**Problem to work on:**
Copy out the listing below, putting "coarse mask" wherever "rough mask" appears and leaving everything else as it is.

**Input data:**

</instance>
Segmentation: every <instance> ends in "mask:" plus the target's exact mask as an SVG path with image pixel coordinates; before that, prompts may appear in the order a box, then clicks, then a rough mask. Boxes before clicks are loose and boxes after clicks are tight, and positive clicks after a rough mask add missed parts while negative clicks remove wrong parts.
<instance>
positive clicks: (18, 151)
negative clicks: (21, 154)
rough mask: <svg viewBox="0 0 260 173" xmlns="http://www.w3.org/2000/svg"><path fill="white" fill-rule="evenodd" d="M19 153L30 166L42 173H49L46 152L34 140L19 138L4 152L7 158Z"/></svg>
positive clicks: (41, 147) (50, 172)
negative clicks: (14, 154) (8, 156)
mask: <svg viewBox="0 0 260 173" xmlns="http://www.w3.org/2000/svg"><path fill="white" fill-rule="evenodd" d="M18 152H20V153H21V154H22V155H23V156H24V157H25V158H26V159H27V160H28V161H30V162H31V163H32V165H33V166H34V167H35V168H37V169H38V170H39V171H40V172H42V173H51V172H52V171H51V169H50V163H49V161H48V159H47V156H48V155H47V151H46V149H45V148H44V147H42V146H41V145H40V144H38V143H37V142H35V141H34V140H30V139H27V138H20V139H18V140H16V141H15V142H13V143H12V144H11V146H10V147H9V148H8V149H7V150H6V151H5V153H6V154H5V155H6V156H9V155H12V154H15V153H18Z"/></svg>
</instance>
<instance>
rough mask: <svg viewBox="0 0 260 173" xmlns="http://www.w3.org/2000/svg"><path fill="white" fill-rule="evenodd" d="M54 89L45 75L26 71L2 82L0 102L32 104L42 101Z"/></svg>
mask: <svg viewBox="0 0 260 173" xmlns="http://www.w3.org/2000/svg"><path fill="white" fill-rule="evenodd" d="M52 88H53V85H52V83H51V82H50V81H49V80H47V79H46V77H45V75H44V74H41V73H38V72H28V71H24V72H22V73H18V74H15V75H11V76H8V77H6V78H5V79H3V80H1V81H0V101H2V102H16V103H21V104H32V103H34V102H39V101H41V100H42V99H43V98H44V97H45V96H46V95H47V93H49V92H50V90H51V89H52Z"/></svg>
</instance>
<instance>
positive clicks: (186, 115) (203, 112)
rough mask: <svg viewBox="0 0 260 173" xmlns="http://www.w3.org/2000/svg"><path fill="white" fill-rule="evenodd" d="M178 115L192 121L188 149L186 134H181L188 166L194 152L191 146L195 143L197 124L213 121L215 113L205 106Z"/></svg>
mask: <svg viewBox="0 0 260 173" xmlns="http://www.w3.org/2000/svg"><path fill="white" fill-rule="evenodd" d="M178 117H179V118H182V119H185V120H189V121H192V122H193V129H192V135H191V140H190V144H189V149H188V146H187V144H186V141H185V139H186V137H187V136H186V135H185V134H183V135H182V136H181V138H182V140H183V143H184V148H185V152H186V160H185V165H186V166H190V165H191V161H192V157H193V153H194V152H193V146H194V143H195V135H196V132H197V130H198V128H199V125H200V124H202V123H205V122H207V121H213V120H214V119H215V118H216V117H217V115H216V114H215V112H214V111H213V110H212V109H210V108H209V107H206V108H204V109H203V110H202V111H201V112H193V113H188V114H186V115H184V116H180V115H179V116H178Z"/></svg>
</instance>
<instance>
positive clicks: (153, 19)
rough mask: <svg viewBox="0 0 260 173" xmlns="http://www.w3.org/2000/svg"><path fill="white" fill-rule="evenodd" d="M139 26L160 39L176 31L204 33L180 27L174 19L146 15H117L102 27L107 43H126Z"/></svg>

**Output of the exercise:**
</instance>
Segmentation: every <instance> ends in "mask:" plus the target's exact mask as an SVG path with image pixel coordinates; before that, prompts may appear in the order a box, then clicks, then a coarse mask. Boxes before clicks are loose and boxes after clicks are tight, and positive clicks after a coarse mask add missed parts while negative clicks remove wrong parts.
<instance>
positive clicks: (18, 151)
negative clicks: (21, 154)
coarse mask: <svg viewBox="0 0 260 173" xmlns="http://www.w3.org/2000/svg"><path fill="white" fill-rule="evenodd" d="M19 153L30 166L42 173H49L46 152L34 140L19 138L4 152L7 158Z"/></svg>
positive clicks: (41, 147) (50, 172)
negative clicks: (14, 154) (8, 156)
mask: <svg viewBox="0 0 260 173" xmlns="http://www.w3.org/2000/svg"><path fill="white" fill-rule="evenodd" d="M18 152H20V153H21V154H22V155H23V156H24V157H25V158H26V159H27V160H28V161H30V162H31V163H32V165H33V166H34V167H35V168H37V169H38V170H39V171H40V172H42V173H51V172H52V171H51V169H50V163H49V161H48V159H47V156H48V155H47V151H46V149H45V148H44V147H42V146H41V145H40V144H38V143H37V142H35V141H34V140H30V139H27V138H20V139H18V140H16V141H15V142H13V143H12V144H11V146H10V147H9V148H8V149H7V150H6V151H5V153H6V154H5V155H6V156H9V155H12V154H15V153H18Z"/></svg>
</instance>
<instance>
coarse mask: <svg viewBox="0 0 260 173" xmlns="http://www.w3.org/2000/svg"><path fill="white" fill-rule="evenodd" d="M54 89L45 75L26 71L2 82L0 102L32 104L42 101Z"/></svg>
mask: <svg viewBox="0 0 260 173" xmlns="http://www.w3.org/2000/svg"><path fill="white" fill-rule="evenodd" d="M52 88H53V85H52V83H51V82H50V81H49V80H47V79H46V77H45V75H44V74H41V73H38V72H28V71H24V72H22V73H18V74H15V75H11V76H8V77H6V78H5V79H3V80H1V81H0V101H2V102H16V103H21V104H32V103H34V102H39V101H41V100H42V99H43V98H44V97H45V96H46V95H47V93H49V92H50V90H51V89H52Z"/></svg>
</instance>
<instance>
positive clicks: (186, 115) (203, 112)
coarse mask: <svg viewBox="0 0 260 173" xmlns="http://www.w3.org/2000/svg"><path fill="white" fill-rule="evenodd" d="M178 115L192 121L188 149L186 134H181L188 166L194 152L191 146L195 143L197 124L213 121L215 113L205 106Z"/></svg>
mask: <svg viewBox="0 0 260 173" xmlns="http://www.w3.org/2000/svg"><path fill="white" fill-rule="evenodd" d="M178 117H179V118H182V119H185V120H189V121H192V122H193V129H192V135H191V140H190V144H189V149H188V146H187V144H186V141H185V139H186V137H187V136H186V135H185V134H183V135H182V136H181V138H182V140H183V143H184V148H185V152H186V160H185V165H186V166H190V165H191V161H192V157H193V153H194V152H193V146H194V143H195V135H196V132H197V130H198V128H199V125H200V124H202V123H205V122H207V121H213V120H214V119H215V118H216V117H217V115H216V114H215V112H214V111H213V110H212V109H210V108H209V107H206V108H204V109H203V110H202V111H201V112H193V113H188V114H186V115H184V116H180V115H179V116H178Z"/></svg>
</instance>
<instance>
positive clicks: (153, 19)
coarse mask: <svg viewBox="0 0 260 173" xmlns="http://www.w3.org/2000/svg"><path fill="white" fill-rule="evenodd" d="M139 26L160 39L176 31L204 33L180 27L174 19L146 15H117L102 27L107 43H126Z"/></svg>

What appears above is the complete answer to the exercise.